_Data records:_

• • • •

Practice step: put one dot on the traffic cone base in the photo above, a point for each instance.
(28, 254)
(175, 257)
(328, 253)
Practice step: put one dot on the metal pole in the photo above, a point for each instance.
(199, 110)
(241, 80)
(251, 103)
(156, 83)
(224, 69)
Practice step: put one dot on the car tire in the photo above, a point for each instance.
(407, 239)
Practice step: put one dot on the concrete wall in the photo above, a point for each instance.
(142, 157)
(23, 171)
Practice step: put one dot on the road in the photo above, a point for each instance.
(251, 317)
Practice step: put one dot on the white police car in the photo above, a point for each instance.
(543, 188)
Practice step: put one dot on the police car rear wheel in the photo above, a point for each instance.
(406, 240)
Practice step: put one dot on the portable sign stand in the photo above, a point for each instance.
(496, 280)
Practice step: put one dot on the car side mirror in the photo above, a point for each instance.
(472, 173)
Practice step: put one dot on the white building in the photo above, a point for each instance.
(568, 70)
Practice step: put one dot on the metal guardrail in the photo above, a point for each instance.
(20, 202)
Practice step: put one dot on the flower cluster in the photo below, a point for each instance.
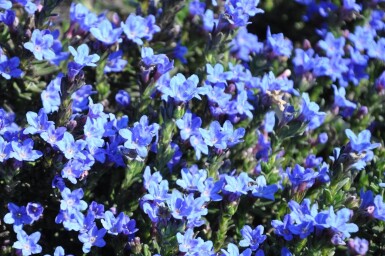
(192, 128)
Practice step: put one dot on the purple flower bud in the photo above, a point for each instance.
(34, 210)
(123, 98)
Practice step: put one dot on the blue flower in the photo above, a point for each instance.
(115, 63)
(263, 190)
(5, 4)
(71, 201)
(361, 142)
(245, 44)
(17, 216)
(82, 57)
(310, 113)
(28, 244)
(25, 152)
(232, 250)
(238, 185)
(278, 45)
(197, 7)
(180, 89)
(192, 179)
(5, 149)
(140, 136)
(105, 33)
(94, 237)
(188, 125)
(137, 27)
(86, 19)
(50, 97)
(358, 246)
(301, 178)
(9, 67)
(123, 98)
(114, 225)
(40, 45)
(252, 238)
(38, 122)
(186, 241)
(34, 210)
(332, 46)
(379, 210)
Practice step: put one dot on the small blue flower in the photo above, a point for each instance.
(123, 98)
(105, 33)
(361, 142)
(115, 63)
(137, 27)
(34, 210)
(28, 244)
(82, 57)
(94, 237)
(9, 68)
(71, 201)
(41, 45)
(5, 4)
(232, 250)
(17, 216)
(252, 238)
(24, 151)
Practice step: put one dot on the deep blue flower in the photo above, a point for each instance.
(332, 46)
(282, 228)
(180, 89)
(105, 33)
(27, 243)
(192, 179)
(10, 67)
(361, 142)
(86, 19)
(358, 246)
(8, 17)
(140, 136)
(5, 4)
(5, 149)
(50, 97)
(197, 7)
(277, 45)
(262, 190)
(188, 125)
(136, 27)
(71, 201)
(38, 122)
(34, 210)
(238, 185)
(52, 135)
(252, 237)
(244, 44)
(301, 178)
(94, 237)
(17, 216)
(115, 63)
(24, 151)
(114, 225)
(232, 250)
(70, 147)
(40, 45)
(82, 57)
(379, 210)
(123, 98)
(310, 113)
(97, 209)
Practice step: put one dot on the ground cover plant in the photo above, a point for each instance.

• • • •

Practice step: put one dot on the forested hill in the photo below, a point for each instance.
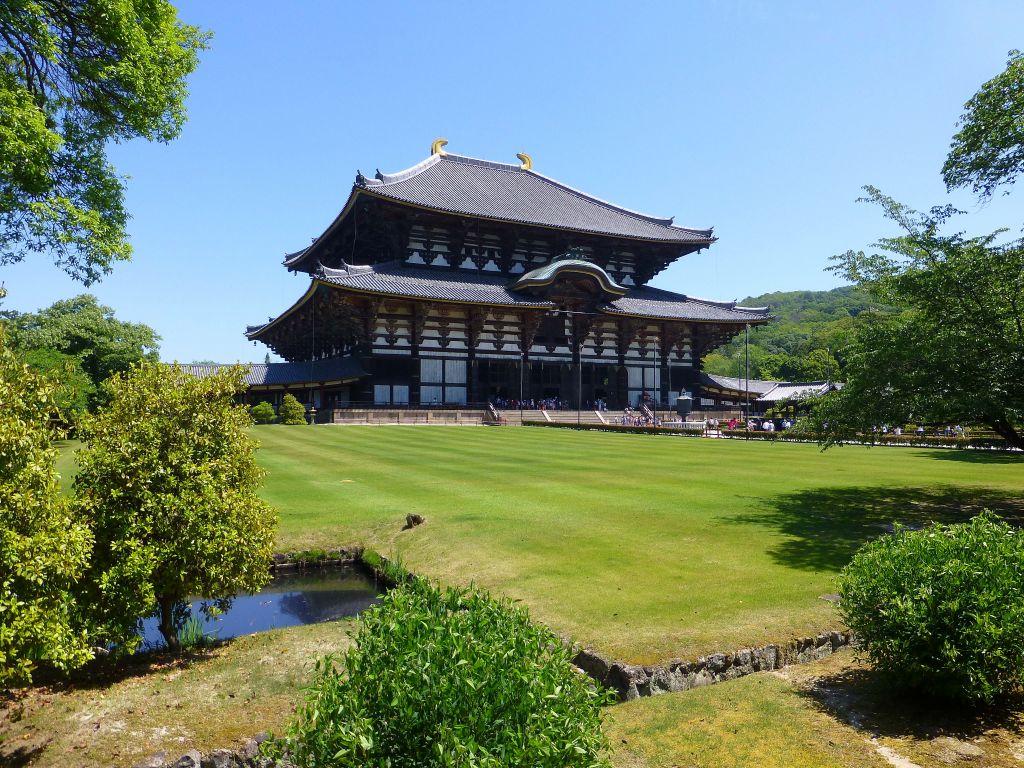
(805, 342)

• • • •

_Directions for this task:_
Using the entries above, transcribe exactly from the line that has "Practice step: put one dot on the police" through the line that has "Practice step: put one dot on the ground". Pictures are dropped.

_Response:_
Practice step: put one dot on the police car rear wheel in the photo above, a point for each instance.
(406, 240)
Practice step: put one dot on the portable sign stand in the photo above, a point for each instance.
(496, 280)
Practice step: put one dot on the car side mirror in the photo above, a point for each instance.
(472, 173)
Practice step: put one dot on the white building in the photo above, a point for each instance.
(568, 70)
Practice step: put one dot on the metal guardrail in the photo above, a point for each instance.
(20, 202)
Practice step: put one dot on the flower cluster in the photo below, a point for each instance.
(192, 128)
Practice step: put one dot on the purple flower bud in the photo above, a point for each instance.
(34, 210)
(123, 98)
Practice step: put one dot on the blue flower in the photo above, a point for each instance.
(115, 63)
(263, 190)
(5, 4)
(71, 201)
(361, 142)
(245, 44)
(17, 216)
(82, 57)
(310, 113)
(28, 244)
(25, 152)
(232, 250)
(238, 185)
(278, 45)
(197, 7)
(180, 89)
(192, 179)
(5, 149)
(140, 136)
(105, 33)
(94, 237)
(188, 125)
(137, 27)
(86, 19)
(50, 97)
(358, 246)
(301, 178)
(9, 67)
(123, 98)
(114, 225)
(40, 45)
(252, 238)
(38, 122)
(186, 241)
(34, 210)
(332, 46)
(379, 210)
Practice step: put one dot on the small blue flower in the photo above, a point for each instance.
(123, 98)
(105, 33)
(361, 142)
(115, 63)
(137, 27)
(34, 210)
(28, 244)
(82, 57)
(94, 237)
(9, 68)
(71, 201)
(41, 45)
(5, 4)
(232, 250)
(17, 216)
(252, 238)
(24, 151)
Practice step: put one dot on the deep blue flower in the photo above, a point for each instance.
(332, 46)
(282, 228)
(180, 89)
(105, 33)
(27, 243)
(192, 179)
(10, 67)
(361, 142)
(86, 19)
(358, 246)
(8, 17)
(140, 136)
(5, 4)
(5, 149)
(50, 97)
(197, 7)
(277, 45)
(262, 190)
(188, 125)
(136, 27)
(71, 201)
(38, 122)
(34, 210)
(238, 185)
(52, 135)
(252, 237)
(244, 44)
(301, 178)
(94, 237)
(17, 216)
(115, 63)
(24, 151)
(114, 225)
(232, 250)
(70, 147)
(40, 45)
(82, 57)
(379, 210)
(123, 98)
(310, 113)
(97, 209)
Practice step: put one dot on the ground cover plant in the photo above, a point for each instance.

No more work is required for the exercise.